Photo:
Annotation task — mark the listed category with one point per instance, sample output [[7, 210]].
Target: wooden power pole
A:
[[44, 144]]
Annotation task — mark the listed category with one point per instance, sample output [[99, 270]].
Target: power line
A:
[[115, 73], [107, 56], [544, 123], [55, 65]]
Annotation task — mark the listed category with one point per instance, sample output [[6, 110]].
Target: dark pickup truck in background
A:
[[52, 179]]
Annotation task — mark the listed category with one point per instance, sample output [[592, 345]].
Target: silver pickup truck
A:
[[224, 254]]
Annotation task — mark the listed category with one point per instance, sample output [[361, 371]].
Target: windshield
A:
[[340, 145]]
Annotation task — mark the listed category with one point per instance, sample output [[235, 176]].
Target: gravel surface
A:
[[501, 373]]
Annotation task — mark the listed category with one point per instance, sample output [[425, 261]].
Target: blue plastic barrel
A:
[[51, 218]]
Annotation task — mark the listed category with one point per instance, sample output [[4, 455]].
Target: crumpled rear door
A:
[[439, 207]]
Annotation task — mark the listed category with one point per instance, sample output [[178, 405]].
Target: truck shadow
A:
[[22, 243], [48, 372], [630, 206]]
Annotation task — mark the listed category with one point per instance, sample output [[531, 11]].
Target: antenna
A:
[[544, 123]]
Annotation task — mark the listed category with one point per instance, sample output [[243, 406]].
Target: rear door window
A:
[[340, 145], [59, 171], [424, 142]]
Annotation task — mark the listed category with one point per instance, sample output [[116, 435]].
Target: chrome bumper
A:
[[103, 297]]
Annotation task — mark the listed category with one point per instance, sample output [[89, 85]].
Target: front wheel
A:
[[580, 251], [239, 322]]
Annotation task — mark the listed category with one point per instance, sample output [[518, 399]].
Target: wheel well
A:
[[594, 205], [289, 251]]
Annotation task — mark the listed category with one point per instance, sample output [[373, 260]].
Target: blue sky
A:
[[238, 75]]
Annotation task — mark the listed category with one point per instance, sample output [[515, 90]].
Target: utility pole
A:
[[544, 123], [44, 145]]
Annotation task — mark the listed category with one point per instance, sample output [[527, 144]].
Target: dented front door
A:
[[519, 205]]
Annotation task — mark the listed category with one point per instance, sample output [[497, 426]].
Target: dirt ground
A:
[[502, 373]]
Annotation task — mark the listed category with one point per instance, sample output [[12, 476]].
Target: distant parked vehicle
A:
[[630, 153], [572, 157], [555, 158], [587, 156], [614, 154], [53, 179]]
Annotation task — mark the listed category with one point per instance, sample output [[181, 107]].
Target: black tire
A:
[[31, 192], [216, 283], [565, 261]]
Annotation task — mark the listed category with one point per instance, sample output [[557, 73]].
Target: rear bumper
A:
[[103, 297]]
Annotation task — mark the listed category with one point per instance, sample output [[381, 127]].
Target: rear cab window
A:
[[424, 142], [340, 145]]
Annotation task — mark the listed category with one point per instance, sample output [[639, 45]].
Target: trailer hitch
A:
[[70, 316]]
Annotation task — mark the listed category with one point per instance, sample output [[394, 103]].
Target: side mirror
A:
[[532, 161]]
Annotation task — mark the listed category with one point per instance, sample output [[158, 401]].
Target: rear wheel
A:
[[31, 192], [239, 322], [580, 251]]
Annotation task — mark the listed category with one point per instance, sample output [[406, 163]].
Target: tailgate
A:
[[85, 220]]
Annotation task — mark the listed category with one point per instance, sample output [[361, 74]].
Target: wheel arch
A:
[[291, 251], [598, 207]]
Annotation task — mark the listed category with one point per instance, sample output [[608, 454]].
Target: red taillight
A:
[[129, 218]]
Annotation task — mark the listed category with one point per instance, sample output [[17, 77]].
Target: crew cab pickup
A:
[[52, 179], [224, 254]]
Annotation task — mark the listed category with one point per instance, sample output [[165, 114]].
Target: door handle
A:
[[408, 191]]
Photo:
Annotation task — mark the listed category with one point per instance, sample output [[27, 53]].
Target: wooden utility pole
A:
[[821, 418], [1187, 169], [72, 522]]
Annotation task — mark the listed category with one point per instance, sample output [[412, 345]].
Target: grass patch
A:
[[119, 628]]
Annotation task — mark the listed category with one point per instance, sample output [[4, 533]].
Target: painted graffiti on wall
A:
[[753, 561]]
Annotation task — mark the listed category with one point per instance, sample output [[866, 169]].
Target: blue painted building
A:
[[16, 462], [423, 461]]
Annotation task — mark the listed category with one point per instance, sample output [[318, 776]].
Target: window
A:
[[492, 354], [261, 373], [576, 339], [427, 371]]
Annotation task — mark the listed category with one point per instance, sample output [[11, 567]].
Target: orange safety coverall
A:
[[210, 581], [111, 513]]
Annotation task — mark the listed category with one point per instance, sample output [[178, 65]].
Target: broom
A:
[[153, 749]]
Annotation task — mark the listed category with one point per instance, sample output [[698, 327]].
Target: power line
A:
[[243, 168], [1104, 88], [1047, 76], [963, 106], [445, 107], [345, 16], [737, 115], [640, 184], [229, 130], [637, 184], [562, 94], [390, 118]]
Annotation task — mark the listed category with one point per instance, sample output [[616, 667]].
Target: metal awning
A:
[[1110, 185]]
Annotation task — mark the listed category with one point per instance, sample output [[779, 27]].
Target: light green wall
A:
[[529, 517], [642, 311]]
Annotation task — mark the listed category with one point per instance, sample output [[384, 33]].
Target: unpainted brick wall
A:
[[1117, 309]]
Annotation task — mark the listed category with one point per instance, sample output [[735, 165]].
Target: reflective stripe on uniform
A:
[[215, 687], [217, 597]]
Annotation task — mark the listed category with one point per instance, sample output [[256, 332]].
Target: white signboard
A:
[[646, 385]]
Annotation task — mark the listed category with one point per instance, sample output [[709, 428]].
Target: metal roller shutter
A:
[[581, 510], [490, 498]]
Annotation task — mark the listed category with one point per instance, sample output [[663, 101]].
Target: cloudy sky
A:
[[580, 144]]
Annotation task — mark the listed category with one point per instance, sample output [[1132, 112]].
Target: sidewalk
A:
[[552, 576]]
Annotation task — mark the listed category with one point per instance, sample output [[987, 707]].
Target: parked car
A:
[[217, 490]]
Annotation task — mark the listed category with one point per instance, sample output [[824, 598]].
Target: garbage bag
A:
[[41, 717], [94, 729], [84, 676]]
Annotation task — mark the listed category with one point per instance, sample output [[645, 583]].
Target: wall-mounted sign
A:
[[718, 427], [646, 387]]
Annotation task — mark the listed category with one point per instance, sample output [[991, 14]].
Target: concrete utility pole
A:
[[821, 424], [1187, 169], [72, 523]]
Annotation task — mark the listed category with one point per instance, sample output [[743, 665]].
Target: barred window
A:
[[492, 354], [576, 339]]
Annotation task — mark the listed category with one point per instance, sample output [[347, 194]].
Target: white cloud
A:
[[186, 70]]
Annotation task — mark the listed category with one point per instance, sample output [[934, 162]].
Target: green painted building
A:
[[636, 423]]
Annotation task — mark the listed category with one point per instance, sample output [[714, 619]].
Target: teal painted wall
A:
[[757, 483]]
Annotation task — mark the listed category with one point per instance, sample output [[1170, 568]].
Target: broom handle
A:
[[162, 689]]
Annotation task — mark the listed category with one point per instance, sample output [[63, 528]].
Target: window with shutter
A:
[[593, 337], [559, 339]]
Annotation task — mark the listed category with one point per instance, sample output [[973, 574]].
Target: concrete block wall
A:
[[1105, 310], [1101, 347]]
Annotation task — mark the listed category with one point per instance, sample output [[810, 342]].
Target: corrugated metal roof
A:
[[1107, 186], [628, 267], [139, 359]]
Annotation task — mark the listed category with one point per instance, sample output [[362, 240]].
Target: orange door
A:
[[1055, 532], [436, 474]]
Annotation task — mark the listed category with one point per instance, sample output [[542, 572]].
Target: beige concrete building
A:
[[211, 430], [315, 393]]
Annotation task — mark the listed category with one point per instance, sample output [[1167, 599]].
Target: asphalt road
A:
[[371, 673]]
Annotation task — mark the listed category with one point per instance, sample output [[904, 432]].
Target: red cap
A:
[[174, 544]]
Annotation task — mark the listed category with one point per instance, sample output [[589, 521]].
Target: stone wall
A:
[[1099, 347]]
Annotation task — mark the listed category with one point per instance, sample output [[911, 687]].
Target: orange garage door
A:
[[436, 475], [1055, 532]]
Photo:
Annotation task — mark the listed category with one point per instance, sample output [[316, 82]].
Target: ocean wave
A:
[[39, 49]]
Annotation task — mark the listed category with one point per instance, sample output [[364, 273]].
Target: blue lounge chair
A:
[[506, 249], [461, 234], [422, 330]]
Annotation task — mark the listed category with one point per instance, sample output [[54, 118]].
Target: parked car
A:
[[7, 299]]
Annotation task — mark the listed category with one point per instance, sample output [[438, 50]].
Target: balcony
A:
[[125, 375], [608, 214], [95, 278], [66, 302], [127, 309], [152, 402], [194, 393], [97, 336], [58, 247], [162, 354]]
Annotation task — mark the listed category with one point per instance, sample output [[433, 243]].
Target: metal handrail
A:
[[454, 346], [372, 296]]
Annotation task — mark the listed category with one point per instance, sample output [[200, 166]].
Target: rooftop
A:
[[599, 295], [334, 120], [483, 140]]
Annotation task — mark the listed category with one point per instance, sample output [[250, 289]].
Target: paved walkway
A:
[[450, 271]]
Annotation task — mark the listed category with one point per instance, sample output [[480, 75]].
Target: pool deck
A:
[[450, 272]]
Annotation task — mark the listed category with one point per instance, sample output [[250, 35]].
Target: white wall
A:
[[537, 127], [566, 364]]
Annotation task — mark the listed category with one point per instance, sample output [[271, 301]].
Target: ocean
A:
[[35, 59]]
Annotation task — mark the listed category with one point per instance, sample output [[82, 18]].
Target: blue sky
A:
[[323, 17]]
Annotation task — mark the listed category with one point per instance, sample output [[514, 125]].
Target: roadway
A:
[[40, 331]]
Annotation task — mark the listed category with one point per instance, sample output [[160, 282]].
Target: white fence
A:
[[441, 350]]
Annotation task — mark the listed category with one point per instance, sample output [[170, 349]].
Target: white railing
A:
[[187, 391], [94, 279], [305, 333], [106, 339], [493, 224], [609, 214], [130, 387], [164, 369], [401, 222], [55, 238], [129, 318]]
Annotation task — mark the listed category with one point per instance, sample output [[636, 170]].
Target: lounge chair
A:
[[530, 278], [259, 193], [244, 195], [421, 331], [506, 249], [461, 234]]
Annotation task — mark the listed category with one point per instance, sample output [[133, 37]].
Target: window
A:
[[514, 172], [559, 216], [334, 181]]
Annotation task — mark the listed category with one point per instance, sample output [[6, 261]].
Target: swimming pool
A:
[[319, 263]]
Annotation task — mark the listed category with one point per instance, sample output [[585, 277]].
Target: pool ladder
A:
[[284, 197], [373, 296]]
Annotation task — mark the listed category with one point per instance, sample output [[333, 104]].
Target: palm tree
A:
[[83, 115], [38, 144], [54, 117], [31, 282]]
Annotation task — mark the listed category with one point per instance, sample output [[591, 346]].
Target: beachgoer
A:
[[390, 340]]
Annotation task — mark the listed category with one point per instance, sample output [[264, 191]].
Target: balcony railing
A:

========================================

▶ Exercise directions: Reproduce verbatim every line from the one containing "output [[364, 273]]." through the one containing "[[537, 127], [566, 364]]", with both of those lines included.

▶ Expected answer:
Annotation task — mark the listed category with one point per instance, sample output [[364, 273]].
Target: blue lounge chair
A:
[[506, 249], [461, 234], [422, 330]]
Annotation task — mark the listed category with one point per instance, sample output [[54, 118]].
Target: parked car
A:
[[7, 299]]
Annotation task — mark the listed category with one point per instance, sample output [[438, 50]].
Target: balcony
A:
[[125, 375], [608, 214], [95, 278], [66, 302], [127, 309], [152, 402], [194, 393], [97, 336], [58, 247], [162, 354]]
Annotation task — mark the listed category with one point per instance, sample output [[433, 243]].
Target: metal handrail
A:
[[454, 346], [372, 296]]
Annotation task — mark the listed category with one point per instance, sample output [[200, 166]].
Target: rooftop
A:
[[599, 295], [334, 120], [483, 140]]
Annotation task — mark the listed category with one point per instance, sample output [[250, 289]].
Target: paved walkway
A:
[[450, 271]]
Annotation task — mark the listed category with one point per instance, sample output [[480, 75]].
Target: pool deck
A:
[[450, 272]]
Annotation task — mark the listed category with one point per instance, sample output [[250, 35]].
Target: white wall
A:
[[537, 127], [566, 364]]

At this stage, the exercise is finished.